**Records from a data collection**
########################################
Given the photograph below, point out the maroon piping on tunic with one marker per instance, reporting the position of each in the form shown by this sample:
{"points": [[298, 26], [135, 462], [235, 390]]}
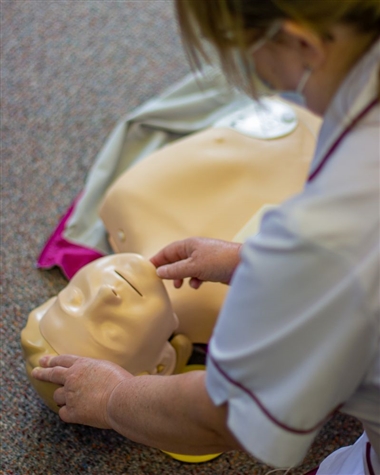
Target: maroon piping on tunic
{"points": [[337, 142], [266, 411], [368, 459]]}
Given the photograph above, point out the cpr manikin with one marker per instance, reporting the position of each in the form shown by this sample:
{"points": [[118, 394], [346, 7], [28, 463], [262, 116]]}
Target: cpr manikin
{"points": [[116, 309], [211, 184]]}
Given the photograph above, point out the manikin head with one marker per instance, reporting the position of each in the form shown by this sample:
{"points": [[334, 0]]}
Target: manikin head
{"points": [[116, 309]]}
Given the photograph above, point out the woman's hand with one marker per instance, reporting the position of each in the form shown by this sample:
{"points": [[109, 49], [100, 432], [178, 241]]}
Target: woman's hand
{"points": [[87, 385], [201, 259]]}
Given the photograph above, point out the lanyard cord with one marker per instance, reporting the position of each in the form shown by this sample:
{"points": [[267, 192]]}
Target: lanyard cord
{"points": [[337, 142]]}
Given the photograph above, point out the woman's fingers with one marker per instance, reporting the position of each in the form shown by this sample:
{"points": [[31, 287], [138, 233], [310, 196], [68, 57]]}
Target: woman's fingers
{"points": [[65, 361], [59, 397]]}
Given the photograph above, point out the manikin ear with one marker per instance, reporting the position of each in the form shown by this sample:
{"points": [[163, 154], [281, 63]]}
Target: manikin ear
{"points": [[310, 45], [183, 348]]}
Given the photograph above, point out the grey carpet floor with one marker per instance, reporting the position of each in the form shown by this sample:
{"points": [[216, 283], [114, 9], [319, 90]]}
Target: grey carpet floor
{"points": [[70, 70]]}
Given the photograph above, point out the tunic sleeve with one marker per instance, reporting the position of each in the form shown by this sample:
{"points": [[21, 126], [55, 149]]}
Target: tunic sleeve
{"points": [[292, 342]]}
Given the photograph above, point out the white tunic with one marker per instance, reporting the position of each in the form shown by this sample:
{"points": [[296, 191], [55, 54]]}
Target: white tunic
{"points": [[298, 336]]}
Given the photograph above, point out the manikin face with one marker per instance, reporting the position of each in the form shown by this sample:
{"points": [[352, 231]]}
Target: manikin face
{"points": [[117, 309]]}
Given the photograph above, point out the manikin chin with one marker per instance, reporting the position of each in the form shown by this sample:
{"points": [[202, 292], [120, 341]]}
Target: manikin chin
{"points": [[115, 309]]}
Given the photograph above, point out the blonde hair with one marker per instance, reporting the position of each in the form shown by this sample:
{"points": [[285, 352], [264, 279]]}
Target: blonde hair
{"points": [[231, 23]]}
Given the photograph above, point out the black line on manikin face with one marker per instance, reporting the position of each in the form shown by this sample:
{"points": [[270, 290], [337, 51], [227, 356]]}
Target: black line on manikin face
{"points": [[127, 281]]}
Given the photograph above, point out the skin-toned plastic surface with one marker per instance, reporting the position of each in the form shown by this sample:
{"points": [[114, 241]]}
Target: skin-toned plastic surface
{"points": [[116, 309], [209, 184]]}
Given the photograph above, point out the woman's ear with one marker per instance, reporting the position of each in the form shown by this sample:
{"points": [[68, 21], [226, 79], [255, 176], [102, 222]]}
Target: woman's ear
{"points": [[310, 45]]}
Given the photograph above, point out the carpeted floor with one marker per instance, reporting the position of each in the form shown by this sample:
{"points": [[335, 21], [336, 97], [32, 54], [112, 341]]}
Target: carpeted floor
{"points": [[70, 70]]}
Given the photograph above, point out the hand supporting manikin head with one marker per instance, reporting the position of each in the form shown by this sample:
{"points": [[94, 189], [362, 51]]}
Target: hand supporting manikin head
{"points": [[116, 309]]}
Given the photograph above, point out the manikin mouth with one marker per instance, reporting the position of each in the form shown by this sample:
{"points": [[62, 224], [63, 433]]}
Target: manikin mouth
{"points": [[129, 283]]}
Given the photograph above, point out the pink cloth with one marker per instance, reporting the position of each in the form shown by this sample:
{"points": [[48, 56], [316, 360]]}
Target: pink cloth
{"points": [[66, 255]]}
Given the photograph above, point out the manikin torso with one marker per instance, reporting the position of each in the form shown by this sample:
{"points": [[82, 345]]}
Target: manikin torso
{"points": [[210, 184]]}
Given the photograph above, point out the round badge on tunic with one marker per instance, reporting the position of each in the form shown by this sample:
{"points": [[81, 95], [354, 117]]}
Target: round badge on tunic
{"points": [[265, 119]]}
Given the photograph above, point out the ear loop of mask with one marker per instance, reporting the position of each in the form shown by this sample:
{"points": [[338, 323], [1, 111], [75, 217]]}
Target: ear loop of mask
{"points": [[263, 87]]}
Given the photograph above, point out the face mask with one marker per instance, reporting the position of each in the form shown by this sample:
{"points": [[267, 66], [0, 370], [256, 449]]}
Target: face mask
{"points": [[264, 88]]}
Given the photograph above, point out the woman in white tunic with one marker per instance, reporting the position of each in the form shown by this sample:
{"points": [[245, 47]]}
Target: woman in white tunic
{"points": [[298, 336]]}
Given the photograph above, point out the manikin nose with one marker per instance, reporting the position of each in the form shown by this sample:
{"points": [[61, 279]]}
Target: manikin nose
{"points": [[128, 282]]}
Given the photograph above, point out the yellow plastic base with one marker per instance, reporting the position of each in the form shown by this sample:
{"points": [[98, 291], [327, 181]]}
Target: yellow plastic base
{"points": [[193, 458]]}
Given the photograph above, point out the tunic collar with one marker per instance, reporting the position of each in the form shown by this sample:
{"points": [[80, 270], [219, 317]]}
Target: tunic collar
########################################
**Written problem**
In the listing above, find the line with "Given the photograph above, point out the manikin nose" and set down that line and all after it exactly, through the final line.

**Problem solution**
Given the photograph above, point out the manikin nose with one marker per instance, reporting the position of each in the form shown by this sample:
{"points": [[61, 279]]}
Target: manikin nose
{"points": [[128, 282]]}
Given the photograph above, point out the yellow plastic base with one marker per instance, reporting the position of each in the form shown by this sample:
{"points": [[98, 291], [327, 181]]}
Target: yellow plastic base
{"points": [[193, 458]]}
Given the photograph above, point out the tunic collar with one marker per instance, reporting the position of each in the form shown by this sample:
{"points": [[80, 270], [219, 317]]}
Target: tunic collar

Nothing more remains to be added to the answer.